Data listing:
·····
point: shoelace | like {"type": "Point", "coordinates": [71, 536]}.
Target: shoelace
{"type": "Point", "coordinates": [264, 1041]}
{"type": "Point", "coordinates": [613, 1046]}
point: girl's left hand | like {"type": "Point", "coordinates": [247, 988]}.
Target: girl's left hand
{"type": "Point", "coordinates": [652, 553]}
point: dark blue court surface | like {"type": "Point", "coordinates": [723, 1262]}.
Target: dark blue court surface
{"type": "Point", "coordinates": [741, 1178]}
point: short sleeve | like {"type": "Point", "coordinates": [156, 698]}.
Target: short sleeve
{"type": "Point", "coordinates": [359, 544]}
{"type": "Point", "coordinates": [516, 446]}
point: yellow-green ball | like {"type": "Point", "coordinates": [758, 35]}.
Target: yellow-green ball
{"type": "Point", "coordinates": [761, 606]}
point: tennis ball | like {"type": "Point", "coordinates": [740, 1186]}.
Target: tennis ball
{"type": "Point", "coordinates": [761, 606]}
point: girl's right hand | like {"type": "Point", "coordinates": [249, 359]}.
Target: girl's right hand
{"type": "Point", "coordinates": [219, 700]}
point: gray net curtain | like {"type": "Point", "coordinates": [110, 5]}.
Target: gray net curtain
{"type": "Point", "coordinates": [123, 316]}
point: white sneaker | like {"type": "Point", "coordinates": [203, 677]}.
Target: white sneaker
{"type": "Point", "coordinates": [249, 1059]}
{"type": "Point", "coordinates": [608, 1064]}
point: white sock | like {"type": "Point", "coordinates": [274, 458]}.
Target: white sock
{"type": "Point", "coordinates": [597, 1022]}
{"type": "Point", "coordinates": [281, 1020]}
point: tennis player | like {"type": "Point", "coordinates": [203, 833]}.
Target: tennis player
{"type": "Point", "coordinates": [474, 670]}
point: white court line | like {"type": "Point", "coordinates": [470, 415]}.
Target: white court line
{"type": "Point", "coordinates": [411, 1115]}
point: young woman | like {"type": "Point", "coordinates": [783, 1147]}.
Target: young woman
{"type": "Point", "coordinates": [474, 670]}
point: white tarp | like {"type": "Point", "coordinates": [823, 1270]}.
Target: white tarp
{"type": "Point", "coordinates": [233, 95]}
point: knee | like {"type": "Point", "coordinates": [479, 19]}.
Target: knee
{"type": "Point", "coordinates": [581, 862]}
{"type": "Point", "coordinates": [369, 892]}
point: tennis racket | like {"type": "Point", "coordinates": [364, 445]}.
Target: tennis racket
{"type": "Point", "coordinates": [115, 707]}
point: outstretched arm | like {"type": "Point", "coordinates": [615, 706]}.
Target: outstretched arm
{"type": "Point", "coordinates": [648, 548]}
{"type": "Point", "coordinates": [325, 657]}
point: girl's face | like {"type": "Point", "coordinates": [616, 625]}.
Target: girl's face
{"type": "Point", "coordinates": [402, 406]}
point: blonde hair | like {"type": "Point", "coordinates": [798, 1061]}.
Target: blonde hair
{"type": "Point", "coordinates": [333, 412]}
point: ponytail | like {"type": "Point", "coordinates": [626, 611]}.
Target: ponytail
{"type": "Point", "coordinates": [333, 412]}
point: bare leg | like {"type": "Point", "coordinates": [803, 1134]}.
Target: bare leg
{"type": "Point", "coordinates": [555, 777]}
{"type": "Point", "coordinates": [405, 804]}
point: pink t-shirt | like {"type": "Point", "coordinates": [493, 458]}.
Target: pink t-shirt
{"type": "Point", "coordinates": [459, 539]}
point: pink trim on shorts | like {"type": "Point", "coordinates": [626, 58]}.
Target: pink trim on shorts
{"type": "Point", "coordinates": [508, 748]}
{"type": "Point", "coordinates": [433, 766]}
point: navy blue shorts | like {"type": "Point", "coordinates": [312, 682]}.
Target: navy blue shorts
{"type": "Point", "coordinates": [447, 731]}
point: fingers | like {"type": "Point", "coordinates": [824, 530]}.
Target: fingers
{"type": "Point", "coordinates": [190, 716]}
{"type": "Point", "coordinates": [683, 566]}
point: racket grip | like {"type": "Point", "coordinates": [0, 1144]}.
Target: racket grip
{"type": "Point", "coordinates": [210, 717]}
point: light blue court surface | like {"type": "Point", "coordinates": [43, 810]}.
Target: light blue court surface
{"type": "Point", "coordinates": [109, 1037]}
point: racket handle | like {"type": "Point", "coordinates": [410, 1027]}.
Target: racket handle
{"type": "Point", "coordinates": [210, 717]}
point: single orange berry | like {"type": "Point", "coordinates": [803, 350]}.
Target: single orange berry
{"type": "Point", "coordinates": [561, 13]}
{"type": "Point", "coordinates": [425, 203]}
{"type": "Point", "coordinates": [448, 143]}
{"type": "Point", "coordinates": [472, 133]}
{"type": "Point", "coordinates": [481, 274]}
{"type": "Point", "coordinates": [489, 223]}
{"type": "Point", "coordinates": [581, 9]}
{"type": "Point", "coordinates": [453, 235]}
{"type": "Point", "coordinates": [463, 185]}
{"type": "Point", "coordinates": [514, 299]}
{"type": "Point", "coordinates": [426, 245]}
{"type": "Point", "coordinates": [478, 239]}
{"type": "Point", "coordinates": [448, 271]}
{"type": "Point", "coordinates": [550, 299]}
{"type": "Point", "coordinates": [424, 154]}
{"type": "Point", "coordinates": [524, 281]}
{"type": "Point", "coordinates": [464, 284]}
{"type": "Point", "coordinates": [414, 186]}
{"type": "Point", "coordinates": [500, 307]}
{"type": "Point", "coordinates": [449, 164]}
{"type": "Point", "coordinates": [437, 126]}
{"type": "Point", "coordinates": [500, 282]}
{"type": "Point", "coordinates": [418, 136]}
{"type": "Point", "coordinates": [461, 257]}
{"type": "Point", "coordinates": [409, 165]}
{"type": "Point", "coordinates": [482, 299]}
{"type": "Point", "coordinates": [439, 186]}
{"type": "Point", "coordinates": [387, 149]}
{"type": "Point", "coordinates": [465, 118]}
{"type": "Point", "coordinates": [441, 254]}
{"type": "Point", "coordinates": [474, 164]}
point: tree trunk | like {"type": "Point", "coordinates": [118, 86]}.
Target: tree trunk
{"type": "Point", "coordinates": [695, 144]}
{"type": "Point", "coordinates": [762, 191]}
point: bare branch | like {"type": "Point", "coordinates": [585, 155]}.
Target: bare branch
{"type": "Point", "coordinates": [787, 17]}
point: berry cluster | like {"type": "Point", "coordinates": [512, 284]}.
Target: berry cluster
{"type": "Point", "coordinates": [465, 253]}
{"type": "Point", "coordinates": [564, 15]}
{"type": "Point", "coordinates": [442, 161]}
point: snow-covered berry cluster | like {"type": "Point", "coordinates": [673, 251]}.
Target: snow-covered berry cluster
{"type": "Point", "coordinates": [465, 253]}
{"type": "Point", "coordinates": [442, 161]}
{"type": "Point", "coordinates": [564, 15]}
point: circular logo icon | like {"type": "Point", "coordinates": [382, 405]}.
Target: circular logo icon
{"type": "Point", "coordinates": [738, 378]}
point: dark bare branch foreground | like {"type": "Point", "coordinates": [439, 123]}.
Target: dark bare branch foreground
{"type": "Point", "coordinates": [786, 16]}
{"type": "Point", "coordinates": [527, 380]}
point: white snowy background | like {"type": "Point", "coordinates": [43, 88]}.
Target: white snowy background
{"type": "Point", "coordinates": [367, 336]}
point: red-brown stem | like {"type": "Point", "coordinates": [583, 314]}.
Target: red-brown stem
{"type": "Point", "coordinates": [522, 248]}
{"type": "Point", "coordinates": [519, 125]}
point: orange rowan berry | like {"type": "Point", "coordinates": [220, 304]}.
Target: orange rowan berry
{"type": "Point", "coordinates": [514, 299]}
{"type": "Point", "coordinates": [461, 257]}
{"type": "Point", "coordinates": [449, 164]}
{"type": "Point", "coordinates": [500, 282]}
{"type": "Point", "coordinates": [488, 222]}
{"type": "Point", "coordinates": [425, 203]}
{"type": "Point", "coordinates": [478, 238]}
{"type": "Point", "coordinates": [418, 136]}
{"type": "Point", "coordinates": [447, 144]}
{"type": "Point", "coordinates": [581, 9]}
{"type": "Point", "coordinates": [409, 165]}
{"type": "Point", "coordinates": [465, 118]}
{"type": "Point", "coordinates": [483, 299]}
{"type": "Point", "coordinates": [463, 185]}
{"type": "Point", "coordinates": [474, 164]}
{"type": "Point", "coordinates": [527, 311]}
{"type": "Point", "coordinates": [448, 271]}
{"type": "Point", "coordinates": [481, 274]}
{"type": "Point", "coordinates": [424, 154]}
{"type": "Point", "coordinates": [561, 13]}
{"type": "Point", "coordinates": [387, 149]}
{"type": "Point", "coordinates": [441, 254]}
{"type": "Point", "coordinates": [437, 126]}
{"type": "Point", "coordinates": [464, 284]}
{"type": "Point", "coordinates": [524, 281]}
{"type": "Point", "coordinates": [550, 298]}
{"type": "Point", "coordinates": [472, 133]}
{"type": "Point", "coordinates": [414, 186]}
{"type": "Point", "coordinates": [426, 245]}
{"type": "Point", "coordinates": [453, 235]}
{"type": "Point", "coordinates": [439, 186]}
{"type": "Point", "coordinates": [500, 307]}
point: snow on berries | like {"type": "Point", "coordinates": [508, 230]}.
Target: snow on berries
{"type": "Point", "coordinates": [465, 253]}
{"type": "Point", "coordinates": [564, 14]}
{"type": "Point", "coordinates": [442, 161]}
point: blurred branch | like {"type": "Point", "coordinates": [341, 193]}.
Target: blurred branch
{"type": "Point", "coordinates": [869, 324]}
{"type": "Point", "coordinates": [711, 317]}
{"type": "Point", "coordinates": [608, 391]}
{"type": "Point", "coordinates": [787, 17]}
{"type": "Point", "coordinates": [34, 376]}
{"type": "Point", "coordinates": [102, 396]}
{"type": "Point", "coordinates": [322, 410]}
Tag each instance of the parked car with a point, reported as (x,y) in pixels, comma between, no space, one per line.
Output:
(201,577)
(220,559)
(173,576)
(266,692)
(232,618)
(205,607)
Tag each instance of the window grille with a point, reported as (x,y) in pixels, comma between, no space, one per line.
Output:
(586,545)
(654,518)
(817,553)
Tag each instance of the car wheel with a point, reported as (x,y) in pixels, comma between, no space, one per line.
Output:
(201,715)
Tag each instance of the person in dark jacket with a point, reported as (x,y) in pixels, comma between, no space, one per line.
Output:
·····
Arrange the items as a JSON list of strings, one string per line and no blank lines, starting with the line that contains "point: blurred branch" and going on through the end of the items, both included.

[
  "point: blurred branch | like {\"type\": \"Point\", \"coordinates\": [341, 193]}.",
  "Target: blurred branch",
  "{\"type\": \"Point\", \"coordinates\": [869, 324]}",
  "{\"type\": \"Point\", \"coordinates\": [711, 317]}",
  "{\"type\": \"Point\", \"coordinates\": [608, 391]}",
  "{\"type\": \"Point\", \"coordinates\": [787, 17]}",
  "{\"type\": \"Point\", \"coordinates\": [34, 376]}",
  "{\"type\": \"Point\", \"coordinates\": [102, 396]}",
  "{\"type\": \"Point\", \"coordinates\": [322, 410]}",
  "Tag each instance of the parked car with a point, reported as (x,y) in pixels, comma between, no space, one per line.",
  "Output:",
  "(201,577)",
  "(220,559)",
  "(173,576)",
  "(266,692)",
  "(232,618)",
  "(205,607)",
  "Tag each instance of the window grille with a point, reported as (x,y) in pixels, comma between, no space, one per line.",
  "Output:",
  "(586,545)",
  "(654,518)",
  "(817,553)",
  "Tag each instance of the car wheel with a point, reported as (x,y) in pixels, comma between, no space, one per line.",
  "Output:",
  "(201,715)",
  "Tag each instance of the person in dark jacket with a point, reported as (x,y) in pixels, comma between, no space, one per line.",
  "Output:"
]